[Le tue istruzioni] Ricopia dall'estratto sul volgare a Napoli il passo compreso tra "I primi tentativi" e "lingua parlata allora.", estremi inclusi.

[Estratto della pagina]
++++++

I primi tentativi di uso del volgare in letteratura a Napoli furono quelli di Pietro Jacopo De Jennaro, Francesco Caracciolo, Giovanni Aloisio e soprattutto Jacopo Sannazzaro, ma solo nella seconda metà del XV secolo si cominciò ad assistere ad un orientamento decisamente più marcato verso il volgare toscano. Per quanto riguarda gli ambiti, invece, si assistette all’uso del volgare anche nei documenti amministrativi e burocratici, l’uso del volgare catalano fu affiancato dal volgare locale per la redazione di documenti ufficiali, registri di cancelleria, tenuta delle spese, registrazioni dei movimenti di denaro e perfino lettere personali della famiglia reale. Ovviamente, il volgare utilizzato allora non va assimilato al napoletano di oggi; chi lo util8izzava, infatti, era già avvezzo all’uso del latino e del catalano stesso e si discostava fortemente dalla lingua parlata allora.

++++++

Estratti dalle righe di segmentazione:
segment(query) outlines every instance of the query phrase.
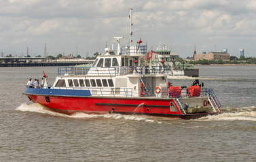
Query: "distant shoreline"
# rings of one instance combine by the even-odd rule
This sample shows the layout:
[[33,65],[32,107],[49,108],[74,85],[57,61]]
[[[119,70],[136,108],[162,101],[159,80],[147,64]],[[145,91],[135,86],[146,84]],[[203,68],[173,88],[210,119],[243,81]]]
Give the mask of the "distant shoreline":
[[193,65],[256,65],[256,64],[235,64],[235,63],[223,63],[223,64],[192,64]]

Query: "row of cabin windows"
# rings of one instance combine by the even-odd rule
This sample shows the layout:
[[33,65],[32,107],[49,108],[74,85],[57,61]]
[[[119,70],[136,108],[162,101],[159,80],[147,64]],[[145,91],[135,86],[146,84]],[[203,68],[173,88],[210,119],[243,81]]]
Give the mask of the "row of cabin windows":
[[[114,86],[113,83],[113,80],[111,79],[69,79],[68,80],[69,86],[86,86],[86,87],[102,87],[103,86],[105,87]],[[66,83],[65,80],[58,80],[57,83],[56,84],[55,86],[66,86]]]
[[[137,60],[138,58],[135,58],[135,60]],[[114,67],[114,66],[119,66],[117,59],[116,58],[101,58],[98,61],[98,59],[96,59],[94,63],[92,65],[92,67]],[[97,65],[96,65],[96,63]],[[129,65],[128,65],[128,58],[122,58],[121,60],[121,65],[122,66],[128,66],[128,65],[132,65],[132,60],[129,60]]]
[[[95,67],[96,63],[98,61],[98,59],[96,59],[92,65],[92,67]],[[112,64],[111,64],[112,62]],[[101,58],[98,61],[97,65],[96,67],[113,67],[113,66],[119,66],[117,59],[116,58]]]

++++++

[Problema risolto]
I primi tentativi di uso del volgare in letteratura a Napoli furono quelli di Pietro Jacopo De Jennaro, Francesco Caracciolo, Giovanni Aloisio e soprattutto Jacopo Sannazzaro, ma solo nella seconda metà del XV secolo si cominciò ad assistere ad un orientamento decisamente più marcato verso il volgare toscano. Per quanto riguarda gli ambiti, invece, si assistette all’uso del volgare anche nei documenti amministrativi e burocratici, l’uso del volgare catalano fu affiancato dal volgare locale per la redazione di documenti ufficiali, registri di cancelleria, tenuta delle spese, registrazioni dei movimenti di denaro e perfino lettere personali della famiglia reale. Ovviamente, il volgare utilizzato allora non va assimilato al napoletano di oggi; chi lo util8izzava, infatti, era già avvezzo all’uso del latino e del catalano stesso e si discostava fortemente dalla lingua parlata allora.